Document extract:
This crisis is marked, it is held, by the reception of the person of the Holy Ghost who brings Christ to indwell and possess the heart and life. And the only condition of receiving the Holy Spirit is a step of complete surrender and an act of appropriating faith. After this crisis experience sanctification is, we believe, gradual in the sense of the development and full maturity of the life “hid with Christ in God.”41

 The deeper life “is not a finished, crystallized condition which requires no further development or nourishment,” Simpson contended, “but is simply a new beginning on a higher plane that needs to be maintained by continuous dependence upon the grace of Christ.”42

 By identifying both a crisis and a progressive phase in sanctification, the Alliance placed itself right in the center of a theological battle zone. On the one side were the “eradicationists,” who maintained that the sinful nature could be “expurgated” from the believer “by a second definite work of grace.”43 This position usually resulted in a belief in some form of “sinless perfection.” On the other side were the “suppressionists,” who “held that the carnal nature was not eradicated but . . . needed to be suppressed by walking after the Spirit.”44 This position became associated with dispensationalism and usually negated a second work of grace.

Given entries:

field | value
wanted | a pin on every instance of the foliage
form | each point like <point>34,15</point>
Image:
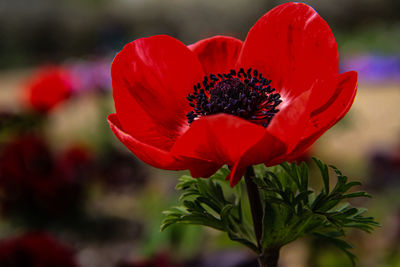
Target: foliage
<point>291,208</point>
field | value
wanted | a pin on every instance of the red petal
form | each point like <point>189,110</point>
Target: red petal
<point>160,158</point>
<point>220,138</point>
<point>266,149</point>
<point>290,122</point>
<point>217,54</point>
<point>153,156</point>
<point>151,79</point>
<point>330,112</point>
<point>293,46</point>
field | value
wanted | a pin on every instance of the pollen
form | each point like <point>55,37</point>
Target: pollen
<point>246,94</point>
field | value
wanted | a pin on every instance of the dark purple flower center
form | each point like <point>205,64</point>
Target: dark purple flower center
<point>246,94</point>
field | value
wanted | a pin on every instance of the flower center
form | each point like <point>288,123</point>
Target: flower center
<point>246,94</point>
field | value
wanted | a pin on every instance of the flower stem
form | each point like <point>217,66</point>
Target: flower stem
<point>255,204</point>
<point>266,257</point>
<point>269,258</point>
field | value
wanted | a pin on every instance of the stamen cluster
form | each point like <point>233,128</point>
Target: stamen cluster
<point>246,94</point>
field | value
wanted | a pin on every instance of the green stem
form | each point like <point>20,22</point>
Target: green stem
<point>255,205</point>
<point>268,257</point>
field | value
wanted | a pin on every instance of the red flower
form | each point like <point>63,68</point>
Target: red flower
<point>172,101</point>
<point>34,181</point>
<point>35,249</point>
<point>47,88</point>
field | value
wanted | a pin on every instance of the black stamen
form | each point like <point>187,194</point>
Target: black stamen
<point>246,94</point>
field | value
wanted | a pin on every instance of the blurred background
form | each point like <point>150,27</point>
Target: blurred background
<point>69,189</point>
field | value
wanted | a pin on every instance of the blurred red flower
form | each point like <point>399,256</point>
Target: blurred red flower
<point>224,101</point>
<point>34,250</point>
<point>34,181</point>
<point>159,260</point>
<point>47,88</point>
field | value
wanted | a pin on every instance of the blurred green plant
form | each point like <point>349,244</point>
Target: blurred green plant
<point>291,209</point>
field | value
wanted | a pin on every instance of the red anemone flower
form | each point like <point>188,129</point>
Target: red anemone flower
<point>47,88</point>
<point>223,101</point>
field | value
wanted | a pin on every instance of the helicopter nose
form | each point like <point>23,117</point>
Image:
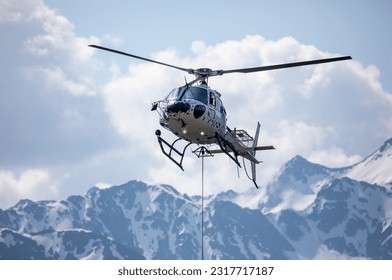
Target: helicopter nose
<point>178,107</point>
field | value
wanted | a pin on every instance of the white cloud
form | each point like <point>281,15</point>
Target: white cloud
<point>31,183</point>
<point>75,109</point>
<point>313,111</point>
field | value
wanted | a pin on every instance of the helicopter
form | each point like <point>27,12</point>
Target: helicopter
<point>195,114</point>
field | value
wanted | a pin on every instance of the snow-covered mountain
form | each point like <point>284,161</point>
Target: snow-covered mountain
<point>308,211</point>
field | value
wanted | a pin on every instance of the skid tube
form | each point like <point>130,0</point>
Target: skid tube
<point>163,142</point>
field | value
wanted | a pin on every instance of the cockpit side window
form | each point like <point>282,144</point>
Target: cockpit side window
<point>196,93</point>
<point>212,99</point>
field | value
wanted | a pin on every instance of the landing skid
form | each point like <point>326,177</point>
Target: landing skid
<point>164,144</point>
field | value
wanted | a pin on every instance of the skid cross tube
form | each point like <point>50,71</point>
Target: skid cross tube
<point>162,142</point>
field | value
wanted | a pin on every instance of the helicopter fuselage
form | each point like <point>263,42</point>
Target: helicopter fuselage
<point>193,113</point>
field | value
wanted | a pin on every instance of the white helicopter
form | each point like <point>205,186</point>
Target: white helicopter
<point>195,113</point>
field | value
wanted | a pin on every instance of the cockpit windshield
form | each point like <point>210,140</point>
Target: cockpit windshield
<point>196,93</point>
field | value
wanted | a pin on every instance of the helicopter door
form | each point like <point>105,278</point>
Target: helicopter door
<point>212,109</point>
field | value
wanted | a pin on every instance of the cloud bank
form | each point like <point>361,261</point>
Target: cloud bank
<point>72,117</point>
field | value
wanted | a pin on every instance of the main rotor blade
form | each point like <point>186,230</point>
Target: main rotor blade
<point>190,71</point>
<point>285,65</point>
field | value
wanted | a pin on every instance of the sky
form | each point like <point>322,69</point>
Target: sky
<point>72,117</point>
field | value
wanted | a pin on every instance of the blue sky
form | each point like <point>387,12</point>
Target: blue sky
<point>72,117</point>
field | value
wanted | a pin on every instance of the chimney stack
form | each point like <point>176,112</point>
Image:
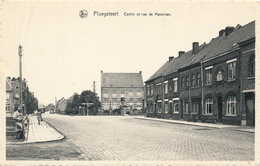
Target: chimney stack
<point>181,53</point>
<point>221,32</point>
<point>195,47</point>
<point>171,58</point>
<point>229,30</point>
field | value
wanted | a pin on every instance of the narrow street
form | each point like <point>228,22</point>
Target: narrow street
<point>126,138</point>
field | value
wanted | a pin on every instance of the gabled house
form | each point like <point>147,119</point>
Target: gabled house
<point>216,81</point>
<point>122,91</point>
<point>61,105</point>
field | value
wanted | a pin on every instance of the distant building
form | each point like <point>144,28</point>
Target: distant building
<point>9,96</point>
<point>61,105</point>
<point>13,93</point>
<point>124,91</point>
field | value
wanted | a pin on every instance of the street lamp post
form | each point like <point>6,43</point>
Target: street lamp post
<point>20,80</point>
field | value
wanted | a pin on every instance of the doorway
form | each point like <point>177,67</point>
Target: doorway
<point>250,109</point>
<point>220,108</point>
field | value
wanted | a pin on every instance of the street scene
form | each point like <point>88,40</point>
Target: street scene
<point>155,85</point>
<point>127,138</point>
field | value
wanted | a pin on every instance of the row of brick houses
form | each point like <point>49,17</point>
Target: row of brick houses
<point>122,91</point>
<point>212,82</point>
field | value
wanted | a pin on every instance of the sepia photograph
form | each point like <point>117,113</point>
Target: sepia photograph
<point>129,83</point>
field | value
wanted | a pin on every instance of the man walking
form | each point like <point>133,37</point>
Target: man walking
<point>39,116</point>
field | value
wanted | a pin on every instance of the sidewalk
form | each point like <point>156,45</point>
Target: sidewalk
<point>40,133</point>
<point>219,126</point>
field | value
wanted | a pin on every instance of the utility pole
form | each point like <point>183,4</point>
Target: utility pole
<point>20,76</point>
<point>94,87</point>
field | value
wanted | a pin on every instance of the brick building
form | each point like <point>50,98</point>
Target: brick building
<point>122,91</point>
<point>13,93</point>
<point>213,82</point>
<point>61,105</point>
<point>9,96</point>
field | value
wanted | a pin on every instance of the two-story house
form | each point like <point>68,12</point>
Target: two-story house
<point>122,91</point>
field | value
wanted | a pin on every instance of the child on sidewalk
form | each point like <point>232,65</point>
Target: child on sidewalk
<point>39,116</point>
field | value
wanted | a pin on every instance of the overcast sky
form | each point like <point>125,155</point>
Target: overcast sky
<point>64,53</point>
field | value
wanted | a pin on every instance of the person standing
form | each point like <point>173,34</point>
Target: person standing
<point>19,127</point>
<point>39,116</point>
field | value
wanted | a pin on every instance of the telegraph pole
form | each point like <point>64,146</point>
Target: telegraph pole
<point>20,80</point>
<point>94,87</point>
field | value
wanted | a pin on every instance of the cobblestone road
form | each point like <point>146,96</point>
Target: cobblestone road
<point>126,138</point>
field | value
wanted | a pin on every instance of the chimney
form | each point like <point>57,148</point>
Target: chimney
<point>221,32</point>
<point>229,30</point>
<point>195,47</point>
<point>181,53</point>
<point>171,58</point>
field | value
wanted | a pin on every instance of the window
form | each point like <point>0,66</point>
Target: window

Problem 1: In the sanctification excerpt, what is the only condition of receiving the Holy Spirit?
Problem 2: Reproduce everything in the sanctification excerpt from "By identifying both" down to "second work of grace.".

Final answer 1: A step of complete surrender and an act of appropriating faith.

Final answer 2:
By identifying both a crisis and a progressive phase in sanctification, the Alliance placed itself right in the center of a theological battle zone. On the one side were the “eradicationists,” who maintained that the sinful nature could be “expurgated” from the believer “by a second definite work of grace.”43 This position usually resulted in a belief in some form of “sinless perfection.” On the other side were the “suppressionists,” who “held that the carnal nature was not eradicated but . . . needed to be suppressed by walking after the Spirit.”44 This position became associated with dispensationalism and usually negated a second work of grace.